> **DATA PROVIDED**
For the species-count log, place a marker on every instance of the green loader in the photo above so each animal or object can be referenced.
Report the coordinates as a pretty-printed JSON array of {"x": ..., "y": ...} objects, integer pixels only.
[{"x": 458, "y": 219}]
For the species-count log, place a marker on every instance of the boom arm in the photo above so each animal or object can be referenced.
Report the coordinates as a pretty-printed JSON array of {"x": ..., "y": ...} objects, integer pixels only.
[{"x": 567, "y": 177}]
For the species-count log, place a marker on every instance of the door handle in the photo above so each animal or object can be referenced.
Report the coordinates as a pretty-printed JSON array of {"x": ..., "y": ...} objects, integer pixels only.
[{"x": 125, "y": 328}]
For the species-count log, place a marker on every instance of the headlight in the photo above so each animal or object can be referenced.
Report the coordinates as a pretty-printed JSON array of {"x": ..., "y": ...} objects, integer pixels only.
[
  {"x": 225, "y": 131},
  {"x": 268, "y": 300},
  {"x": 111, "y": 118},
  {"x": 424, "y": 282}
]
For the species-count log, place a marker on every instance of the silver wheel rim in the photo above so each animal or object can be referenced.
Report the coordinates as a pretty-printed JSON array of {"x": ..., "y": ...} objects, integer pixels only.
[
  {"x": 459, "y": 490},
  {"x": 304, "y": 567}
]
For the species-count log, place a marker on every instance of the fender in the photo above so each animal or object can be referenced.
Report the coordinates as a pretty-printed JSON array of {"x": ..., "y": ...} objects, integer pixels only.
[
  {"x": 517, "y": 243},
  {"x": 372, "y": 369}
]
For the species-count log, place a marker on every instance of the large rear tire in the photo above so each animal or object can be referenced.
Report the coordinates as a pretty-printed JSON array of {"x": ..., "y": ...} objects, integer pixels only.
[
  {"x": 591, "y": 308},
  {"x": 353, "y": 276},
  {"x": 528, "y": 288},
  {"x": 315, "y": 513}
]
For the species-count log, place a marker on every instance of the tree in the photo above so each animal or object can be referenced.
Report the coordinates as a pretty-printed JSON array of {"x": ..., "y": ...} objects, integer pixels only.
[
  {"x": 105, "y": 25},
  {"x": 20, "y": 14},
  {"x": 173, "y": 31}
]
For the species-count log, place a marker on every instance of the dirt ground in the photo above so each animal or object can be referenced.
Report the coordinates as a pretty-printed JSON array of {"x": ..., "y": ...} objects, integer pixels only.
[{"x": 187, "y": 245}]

> **PROMPT**
Repeat the records above exactly.

> **RESULT OF THE EXERCISE**
For the species-count log, place a marker on every instance of the green loader in the photo above so each animal or object can be referenced.
Report the coordinates as a pretty-printed JSON array of {"x": ..., "y": ...} objects, integer pixels only.
[{"x": 458, "y": 219}]
For the species-count log, place a marker on every instance of the boom arm in the photo above so each animal or object can be referenced.
Report the coordinates as a pretty-printed JSON array of {"x": ..., "y": ...} objects, integer pixels only.
[{"x": 567, "y": 177}]
For the species-count log, place a marker on every instance of the door handle in the photo above so each animal or object can be referenced.
Report the coordinates as a pretty-printed JSON array of {"x": ..., "y": ...} objects, integer pixels only.
[{"x": 125, "y": 328}]
For the species-count log, place a marker on every instance of the headlight in the photo above so each animal or object can be referenced.
Report the coordinates as a pretty-printed JSON array of {"x": ..., "y": ...} objects, integer pixels only.
[
  {"x": 225, "y": 131},
  {"x": 268, "y": 300},
  {"x": 111, "y": 118},
  {"x": 424, "y": 282}
]
For the species-count log, place a marker on every instance of the silver wheel rim in the photo above so each animal or object can be referenced.
Report the coordinates as a pretty-printed JSON array of {"x": ..., "y": ...} objects, integer pixels only.
[
  {"x": 459, "y": 490},
  {"x": 304, "y": 567}
]
For the species-count log, place a marker on every instance of the fender in the photo above so each animal or object can be referenced.
Report the coordinates as a pretty-printed JSON array of {"x": ..., "y": ...} objects, integer pixels only.
[
  {"x": 517, "y": 243},
  {"x": 372, "y": 369}
]
For the species-count log, place a marker on every instance of the large rear tire in the photo above so each animal or object can be referenced.
Report the coordinates as a pretty-printed JSON array of {"x": ..., "y": ...} objects, integer pixels only.
[
  {"x": 591, "y": 308},
  {"x": 353, "y": 276},
  {"x": 528, "y": 288},
  {"x": 315, "y": 513}
]
For the species-count log, place a marker on every instance of the tree in the photo above so each animal or object can be referenced.
Report the coordinates as a pretty-printed JSON array of {"x": ..., "y": ...} objects, integer pixels only.
[
  {"x": 105, "y": 25},
  {"x": 20, "y": 14},
  {"x": 173, "y": 31}
]
For the species-count log, place a marker on every instance of the dirt ground in the photo above so each animal or object can be referenced.
Report the coordinates as a pretty-printed JSON array of {"x": ..., "y": ...} objects, integer pixels only.
[{"x": 187, "y": 245}]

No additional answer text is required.